- _List of tasks_
**a.** Answer these questions from the report on honoring the Circassians of Beslenee:
(i) Who gave the words of welcome at the start of the program?
(ii) For how many days did the villagers keep up their deception with the German army in the village?
(iii) What is the name of the Beslenee village mayor who spoke?
**b.** From the report on honoring the Circassians of Beslenee, print the passage that begins at the words "Honoring Muslim Circassians" and stops after "of Circassian dance.".

- _Page extract_
Honoring Muslim Circassians who saved Jewish children

A number of guests were invited to the event. Three people came from the Caucasian village, Beslenee, in Southern Russia, including the daughter of one of the surviving children. In addition, a contingent of adults and children came from the village of Kfar Kama in the Galilee, one of two villages inhabited by Circassians in this country. The children and one of their teachers came in traditional costume treated us to a performance of Circassian dance.

The first part of the program was occupied by a number of short speeches, beginning with words of welcome by the WAS-NS peace museum’s director Dyana Rizek and the municipal chair Adnan Manaa.

Prof. Yair Auron explained the significance of the project and told the story of the rescue of the Jewish children.

In the height of World War II when the German army was at the gates of Leningrad, there was an attempt to evacuate a group of 13 - 14 year old Jewish children by train to Georgia, which was under Soviet control. While in the northern Caucassus, the train was bombed by the German army and one carriage was destroyed. It is unknown how many perished in the bombing. Unable to proceed by train, the surviving children proceeded by four horse carts, accompanied by a Russian officer. He was warned by locals not to try to enter Circassian villages because they could be slaughtered. Nazi forces were already in the area.

Yet the children were in a severely weakened state by this time and he had no choice but to try his luck. When they entered the Muslim Circassian village of Beslenee, most of the menfolk were away due to the war effort. The villagers held a meeting at which they decided that every household would shelter one child. The villagers knew the Jewish identity of the children and realized that to shelter Jews was an act that could endanger the entire village. So they registered the children at the town hall with Circassian names and passed the children off as their own. For a period of 152 days, with the German army in their village, they were able to continue with this deception. Only one child was discovered and shot by the Nazis during this period. After the war, some of the children were reunited with their families and some simply remained in the village for the rest of their lives.

Yair, in his talk, stressed that the children who reached Beslenee survived due to the bravery of the people in this particular village. Others, who happened to be taken to another village, where they were summarily shot by the Nazis.

The women in particular deserve praise - both for their bravery and their willingness to look after these children and raise them. The decision to save the children was ultimately that of the women.

Two representatives from Beslenee spoke. One was the village mayor, Alexander Ochtov. After telling the story, he stressed that the villagers are not seeking recognition or remuneration for what happened. The other, named Julia, was a daughter of Katya, one of the Jewish children who had survived and continued to live in the village. Julia was visibly moved by the occasion.

- _Records provided_
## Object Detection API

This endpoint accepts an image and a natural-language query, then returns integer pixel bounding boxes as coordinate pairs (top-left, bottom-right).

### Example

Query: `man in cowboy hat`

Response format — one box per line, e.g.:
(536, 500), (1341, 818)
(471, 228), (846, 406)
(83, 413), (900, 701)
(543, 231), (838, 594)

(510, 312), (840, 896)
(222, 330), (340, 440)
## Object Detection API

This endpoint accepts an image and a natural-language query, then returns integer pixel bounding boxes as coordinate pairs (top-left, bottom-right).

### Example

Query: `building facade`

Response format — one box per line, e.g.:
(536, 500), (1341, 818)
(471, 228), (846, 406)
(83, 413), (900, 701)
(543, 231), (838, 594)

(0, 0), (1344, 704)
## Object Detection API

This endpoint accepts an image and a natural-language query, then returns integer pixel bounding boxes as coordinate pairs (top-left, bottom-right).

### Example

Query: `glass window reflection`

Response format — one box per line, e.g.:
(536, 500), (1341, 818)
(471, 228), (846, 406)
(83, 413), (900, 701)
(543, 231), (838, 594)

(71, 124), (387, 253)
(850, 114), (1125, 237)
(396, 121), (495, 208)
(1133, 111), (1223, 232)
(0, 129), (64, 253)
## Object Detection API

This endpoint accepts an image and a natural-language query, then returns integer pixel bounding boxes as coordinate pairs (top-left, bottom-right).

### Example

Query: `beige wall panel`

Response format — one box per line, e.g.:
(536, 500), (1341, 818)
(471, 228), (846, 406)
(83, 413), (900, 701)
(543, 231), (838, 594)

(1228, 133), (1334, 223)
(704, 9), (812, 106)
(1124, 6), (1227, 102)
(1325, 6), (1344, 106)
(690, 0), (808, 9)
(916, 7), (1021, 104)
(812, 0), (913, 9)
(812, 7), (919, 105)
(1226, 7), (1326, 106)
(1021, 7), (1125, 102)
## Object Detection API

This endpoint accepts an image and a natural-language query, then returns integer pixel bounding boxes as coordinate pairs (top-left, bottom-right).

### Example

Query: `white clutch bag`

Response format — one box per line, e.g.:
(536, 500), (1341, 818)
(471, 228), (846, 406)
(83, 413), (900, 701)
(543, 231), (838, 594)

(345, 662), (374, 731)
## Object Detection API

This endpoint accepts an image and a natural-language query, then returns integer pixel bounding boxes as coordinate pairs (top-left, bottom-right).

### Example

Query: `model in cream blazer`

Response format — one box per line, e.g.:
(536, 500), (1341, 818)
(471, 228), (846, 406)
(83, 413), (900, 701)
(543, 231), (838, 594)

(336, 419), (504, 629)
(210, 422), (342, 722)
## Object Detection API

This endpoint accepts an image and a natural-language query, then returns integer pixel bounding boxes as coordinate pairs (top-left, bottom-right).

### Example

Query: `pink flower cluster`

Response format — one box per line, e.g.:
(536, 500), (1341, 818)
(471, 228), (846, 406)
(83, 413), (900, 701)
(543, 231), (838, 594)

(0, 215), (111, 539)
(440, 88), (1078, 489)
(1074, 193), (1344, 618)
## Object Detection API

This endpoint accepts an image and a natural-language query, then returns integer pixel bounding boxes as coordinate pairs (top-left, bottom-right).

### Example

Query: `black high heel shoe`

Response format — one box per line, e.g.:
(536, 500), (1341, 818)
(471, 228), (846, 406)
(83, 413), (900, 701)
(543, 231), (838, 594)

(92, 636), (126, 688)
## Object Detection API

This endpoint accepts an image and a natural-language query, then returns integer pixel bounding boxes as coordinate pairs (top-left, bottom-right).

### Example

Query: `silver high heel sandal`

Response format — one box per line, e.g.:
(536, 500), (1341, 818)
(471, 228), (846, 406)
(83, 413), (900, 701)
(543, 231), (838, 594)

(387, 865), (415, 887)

- _Answers by item number_
**a.**
(i) Dyana Rizek, director of the WAS-NS peace museum, and the municipal chair Adnan Manaa.
(ii) 152 days.
(iii) Alexander Ochtov.

**b.**
Honoring Muslim Circassians who saved Jewish children

A number of guests were invited to the event. Three people came from the Caucasian village, Beslenee, in Southern Russia, including the daughter of one of the surviving children. In addition, a contingent of adults and children came from the village of Kfar Kama in the Galilee, one of two villages inhabited by Circassians in this country. The children and one of their teachers came in traditional costume treated us to a performance of Circassian dance.